Repeat the listing in full, preserving every character.

──────────────────────────────

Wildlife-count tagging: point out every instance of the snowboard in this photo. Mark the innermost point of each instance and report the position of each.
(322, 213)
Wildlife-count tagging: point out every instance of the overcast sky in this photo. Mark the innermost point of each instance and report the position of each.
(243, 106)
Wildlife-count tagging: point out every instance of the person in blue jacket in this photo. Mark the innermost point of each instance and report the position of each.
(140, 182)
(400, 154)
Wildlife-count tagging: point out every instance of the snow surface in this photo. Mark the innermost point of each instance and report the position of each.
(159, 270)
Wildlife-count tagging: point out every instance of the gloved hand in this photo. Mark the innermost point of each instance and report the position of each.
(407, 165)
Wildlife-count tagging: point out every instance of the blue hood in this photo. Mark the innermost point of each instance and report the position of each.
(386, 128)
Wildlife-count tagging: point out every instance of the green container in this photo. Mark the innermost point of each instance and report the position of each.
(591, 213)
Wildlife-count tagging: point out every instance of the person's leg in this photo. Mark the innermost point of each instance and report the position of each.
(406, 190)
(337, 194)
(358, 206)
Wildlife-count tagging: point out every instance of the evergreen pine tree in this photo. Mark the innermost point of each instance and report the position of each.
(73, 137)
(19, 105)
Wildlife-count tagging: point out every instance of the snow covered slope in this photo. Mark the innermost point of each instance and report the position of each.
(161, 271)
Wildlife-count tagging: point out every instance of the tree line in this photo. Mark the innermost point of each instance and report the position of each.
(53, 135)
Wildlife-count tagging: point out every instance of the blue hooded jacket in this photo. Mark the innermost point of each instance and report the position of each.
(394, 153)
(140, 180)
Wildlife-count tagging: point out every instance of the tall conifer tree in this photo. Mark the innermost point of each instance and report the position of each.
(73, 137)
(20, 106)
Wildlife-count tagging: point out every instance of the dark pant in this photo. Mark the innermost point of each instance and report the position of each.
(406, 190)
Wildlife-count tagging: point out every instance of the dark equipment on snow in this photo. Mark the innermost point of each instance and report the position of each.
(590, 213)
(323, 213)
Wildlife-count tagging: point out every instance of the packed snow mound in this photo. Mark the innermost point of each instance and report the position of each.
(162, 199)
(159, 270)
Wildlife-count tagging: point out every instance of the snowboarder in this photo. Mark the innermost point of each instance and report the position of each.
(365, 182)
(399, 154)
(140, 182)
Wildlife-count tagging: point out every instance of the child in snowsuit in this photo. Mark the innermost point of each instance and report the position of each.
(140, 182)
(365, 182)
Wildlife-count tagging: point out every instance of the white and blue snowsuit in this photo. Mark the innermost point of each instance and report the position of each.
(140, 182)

──────────────────────────────

▸ Answer for the task
Wildlife-count tagging: point out every instance of the snowboard in this photo. Mark the innermost point of each instance and report the position of each.
(322, 213)
Wildlife-count tagging: point out every instance of the overcast sky in this photo. Mark the innermost point of each instance and report the position of each.
(243, 106)
Wildlife-count tagging: point out every instance of the person in blue jacket in this photo. Mark the innermost point of each instance and report the position of each.
(140, 182)
(400, 154)
Wildlife-count tagging: point out every instance of the snow surface in this photo. Mark the innermost point of each instance and report the position of each.
(159, 270)
Wildlife-count tagging: point out every instance of the gloved hand in this photo. Mark the innermost point of each instance and report the position of each.
(407, 165)
Wildlife-count tagging: point out every instance of the blue hood in this photo. Mark the innermost point of each instance and report the position of each.
(386, 128)
Wildlife-count tagging: point out every instance of the green container in this photo. Mark the innermost point of each instance and report the position of each.
(591, 213)
Wildlife-count tagging: point out every instance of the person's leg in this photo. Mark the innermost point of each instance and report the position of each.
(406, 190)
(337, 194)
(358, 206)
Wildlife-count tagging: point out every instance of the evergreen pine tree in this photo. Mark the innermost point of each instance and report the position of each.
(73, 137)
(19, 105)
Wildlife-count tagging: point out every instance of the snow covered slope in this photo. Mark the innermost point of each instance and report the position of each.
(161, 271)
Wildlife-count tagging: point out every instance of the tree line in this photo. Mark the innermost point of each instance and report the position of each.
(53, 135)
Wildlife-count tagging: point out every instance of the blue hooded jacket in this photo. Mark the innermost point of each instance and report the position of each.
(394, 153)
(140, 180)
Wildlife-count tagging: point out every instance of the tall conifer tree in this photo. Mark the innermost point of each instance and report the position of each.
(73, 137)
(20, 106)
Wildlife-count tagging: point out every instance of the dark pant in this photo. Mark the innermost point of each instance and report the position of each.
(406, 190)
Wildlife-count tagging: point out every instance of the dark equipment on snow in this photo. Mark the innermost point of each instance and report the position of each.
(590, 213)
(323, 213)
Wildlife-count tagging: point out every instance of the packed snow mound in this photo. Mark the innermost point of each instance and report the position of each.
(162, 199)
(159, 270)
Wildlife-count tagging: point out every instance of the snowboarder in this photo. Mark the innermost point of each instance and report the position of each.
(365, 182)
(399, 154)
(140, 182)
Wildlife-count tagging: point out every instance of the child in snowsuit in this photo. Mark the innermost point of each instance and report the position of each.
(140, 182)
(365, 182)
Wildlife-count tagging: point out every instance of the white and blue snowsuit in this photo. Mark the innermost point of each instance and report the position of each.
(140, 182)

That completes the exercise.